* INSTRUCTIONS TO FOLLOW
Repeat the records below word for word, but start at the line that contains "Given the photograph above, point out the river water", stop after the last line, and include nothing else.

# start of DATA FOR THIS EXERCISE

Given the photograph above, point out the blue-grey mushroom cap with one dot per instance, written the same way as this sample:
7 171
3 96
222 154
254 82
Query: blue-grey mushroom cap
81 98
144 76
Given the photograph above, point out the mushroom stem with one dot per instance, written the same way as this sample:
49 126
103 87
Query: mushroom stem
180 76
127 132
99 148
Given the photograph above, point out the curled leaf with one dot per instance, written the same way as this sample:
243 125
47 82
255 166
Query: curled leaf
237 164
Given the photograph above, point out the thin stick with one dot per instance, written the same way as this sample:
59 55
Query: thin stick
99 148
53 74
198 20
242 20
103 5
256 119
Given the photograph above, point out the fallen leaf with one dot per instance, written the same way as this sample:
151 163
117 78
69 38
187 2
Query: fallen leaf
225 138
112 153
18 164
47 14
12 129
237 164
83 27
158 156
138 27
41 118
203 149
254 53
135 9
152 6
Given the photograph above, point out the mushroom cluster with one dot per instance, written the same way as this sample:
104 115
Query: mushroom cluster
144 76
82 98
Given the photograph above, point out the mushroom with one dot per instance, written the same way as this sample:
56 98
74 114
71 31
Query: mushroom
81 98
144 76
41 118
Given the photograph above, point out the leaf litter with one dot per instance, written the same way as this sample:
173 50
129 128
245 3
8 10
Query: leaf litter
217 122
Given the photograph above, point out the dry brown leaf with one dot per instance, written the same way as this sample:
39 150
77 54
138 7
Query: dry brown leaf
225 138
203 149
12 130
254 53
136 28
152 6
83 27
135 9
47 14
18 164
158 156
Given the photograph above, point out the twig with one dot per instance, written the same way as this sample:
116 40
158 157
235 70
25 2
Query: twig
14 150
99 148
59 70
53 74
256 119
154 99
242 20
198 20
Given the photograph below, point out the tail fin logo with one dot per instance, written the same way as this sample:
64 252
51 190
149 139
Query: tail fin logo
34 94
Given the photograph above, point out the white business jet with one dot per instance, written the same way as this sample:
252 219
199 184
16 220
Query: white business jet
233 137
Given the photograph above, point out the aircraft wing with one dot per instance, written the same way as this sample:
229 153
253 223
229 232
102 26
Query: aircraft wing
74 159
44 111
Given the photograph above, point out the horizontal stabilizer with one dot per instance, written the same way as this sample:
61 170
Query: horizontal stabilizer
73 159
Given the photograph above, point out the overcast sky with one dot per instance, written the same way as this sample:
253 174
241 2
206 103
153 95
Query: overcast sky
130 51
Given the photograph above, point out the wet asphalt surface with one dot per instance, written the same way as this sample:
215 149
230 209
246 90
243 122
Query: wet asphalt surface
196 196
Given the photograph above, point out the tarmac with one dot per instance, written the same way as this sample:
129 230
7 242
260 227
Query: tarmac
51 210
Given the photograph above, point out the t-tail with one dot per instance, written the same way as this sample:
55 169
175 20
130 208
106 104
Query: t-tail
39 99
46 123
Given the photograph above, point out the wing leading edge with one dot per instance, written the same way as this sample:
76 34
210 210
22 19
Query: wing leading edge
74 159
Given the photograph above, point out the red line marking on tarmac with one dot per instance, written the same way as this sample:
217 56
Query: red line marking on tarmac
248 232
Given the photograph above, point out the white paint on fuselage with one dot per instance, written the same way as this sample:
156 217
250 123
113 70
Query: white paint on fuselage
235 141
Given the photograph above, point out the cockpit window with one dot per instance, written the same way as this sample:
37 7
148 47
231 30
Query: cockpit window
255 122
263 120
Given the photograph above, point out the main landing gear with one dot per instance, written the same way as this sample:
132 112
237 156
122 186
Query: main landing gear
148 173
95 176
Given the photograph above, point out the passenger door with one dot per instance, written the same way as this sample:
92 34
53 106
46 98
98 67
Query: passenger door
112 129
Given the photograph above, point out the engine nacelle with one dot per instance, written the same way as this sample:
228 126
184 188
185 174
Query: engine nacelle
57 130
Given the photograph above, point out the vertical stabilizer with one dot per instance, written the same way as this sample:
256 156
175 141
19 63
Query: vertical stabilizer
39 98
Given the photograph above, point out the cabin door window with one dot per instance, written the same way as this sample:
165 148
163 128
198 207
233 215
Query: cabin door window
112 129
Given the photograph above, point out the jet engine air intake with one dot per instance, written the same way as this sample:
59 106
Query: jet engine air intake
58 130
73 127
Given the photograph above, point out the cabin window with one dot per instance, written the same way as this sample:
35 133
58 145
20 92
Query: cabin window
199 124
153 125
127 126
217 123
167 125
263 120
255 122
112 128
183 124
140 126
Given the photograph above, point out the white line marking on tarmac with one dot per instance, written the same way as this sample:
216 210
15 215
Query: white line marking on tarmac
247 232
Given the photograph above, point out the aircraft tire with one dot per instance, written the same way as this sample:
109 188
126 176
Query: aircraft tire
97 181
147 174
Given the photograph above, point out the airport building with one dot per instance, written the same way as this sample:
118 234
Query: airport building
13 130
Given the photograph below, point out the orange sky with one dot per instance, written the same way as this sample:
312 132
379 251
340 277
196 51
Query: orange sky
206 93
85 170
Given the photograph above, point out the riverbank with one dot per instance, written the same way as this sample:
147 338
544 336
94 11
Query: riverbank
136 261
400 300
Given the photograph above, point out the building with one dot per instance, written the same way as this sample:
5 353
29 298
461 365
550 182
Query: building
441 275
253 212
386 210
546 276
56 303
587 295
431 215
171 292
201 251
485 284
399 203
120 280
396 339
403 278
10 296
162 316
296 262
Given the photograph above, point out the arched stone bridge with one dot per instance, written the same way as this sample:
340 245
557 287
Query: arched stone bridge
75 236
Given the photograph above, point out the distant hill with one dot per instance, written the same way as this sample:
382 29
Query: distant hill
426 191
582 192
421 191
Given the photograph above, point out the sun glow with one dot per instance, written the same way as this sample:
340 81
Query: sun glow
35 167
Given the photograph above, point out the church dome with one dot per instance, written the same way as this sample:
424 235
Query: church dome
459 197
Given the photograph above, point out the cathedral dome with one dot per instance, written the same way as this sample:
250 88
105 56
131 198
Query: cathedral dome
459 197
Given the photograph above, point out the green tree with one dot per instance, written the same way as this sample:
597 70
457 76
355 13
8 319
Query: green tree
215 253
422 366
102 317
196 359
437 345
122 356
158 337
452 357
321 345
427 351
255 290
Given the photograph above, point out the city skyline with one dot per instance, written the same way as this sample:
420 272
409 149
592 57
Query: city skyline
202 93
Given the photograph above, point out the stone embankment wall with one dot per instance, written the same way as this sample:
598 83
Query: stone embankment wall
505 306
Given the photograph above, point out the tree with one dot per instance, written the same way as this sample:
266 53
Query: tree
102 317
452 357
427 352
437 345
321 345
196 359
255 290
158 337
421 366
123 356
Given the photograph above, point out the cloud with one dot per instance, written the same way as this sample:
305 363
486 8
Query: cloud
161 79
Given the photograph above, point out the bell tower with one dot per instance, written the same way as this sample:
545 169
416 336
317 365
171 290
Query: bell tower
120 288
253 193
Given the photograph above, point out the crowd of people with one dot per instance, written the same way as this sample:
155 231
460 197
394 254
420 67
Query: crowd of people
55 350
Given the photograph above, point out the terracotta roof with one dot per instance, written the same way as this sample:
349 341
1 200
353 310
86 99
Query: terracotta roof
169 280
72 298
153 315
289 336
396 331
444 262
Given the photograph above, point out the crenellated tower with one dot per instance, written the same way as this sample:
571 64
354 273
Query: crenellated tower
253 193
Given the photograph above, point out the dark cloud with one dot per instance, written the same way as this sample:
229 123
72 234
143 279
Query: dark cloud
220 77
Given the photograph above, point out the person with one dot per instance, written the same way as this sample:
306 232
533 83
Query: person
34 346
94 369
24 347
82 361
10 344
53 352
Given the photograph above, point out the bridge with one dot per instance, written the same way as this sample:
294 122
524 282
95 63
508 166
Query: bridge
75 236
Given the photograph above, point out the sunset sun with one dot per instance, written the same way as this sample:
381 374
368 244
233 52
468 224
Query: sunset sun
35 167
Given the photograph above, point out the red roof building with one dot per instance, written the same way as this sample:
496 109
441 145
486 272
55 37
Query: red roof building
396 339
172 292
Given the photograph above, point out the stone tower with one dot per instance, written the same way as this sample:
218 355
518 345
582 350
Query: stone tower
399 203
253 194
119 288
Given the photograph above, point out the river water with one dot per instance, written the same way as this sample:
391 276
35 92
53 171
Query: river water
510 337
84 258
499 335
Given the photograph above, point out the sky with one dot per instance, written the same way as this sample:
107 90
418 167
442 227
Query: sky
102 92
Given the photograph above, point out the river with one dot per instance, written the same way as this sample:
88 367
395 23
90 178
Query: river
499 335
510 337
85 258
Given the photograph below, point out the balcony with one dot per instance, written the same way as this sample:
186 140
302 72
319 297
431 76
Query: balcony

# end of DATA FOR THIS EXERCISE

* SOLUTION FOR THIS PROBLEM
Given the photograph above, point out the river water with one dot per instance, written the same way as this sample:
391 276
35 92
53 171
Query: river water
510 337
84 258
499 335
Given the photograph above, point out the sky with one dot per instance, written the same way as this sample:
107 90
418 167
442 227
Query: sky
102 92
Given the photograph above, point out the river with one dot per instance, written the same way as this sample:
88 367
395 23
90 178
Query: river
499 335
510 337
85 258
Given the photograph below, point out the balcony with one dot per instance, written the same way as this sample:
186 140
302 72
319 297
431 76
Query: balcony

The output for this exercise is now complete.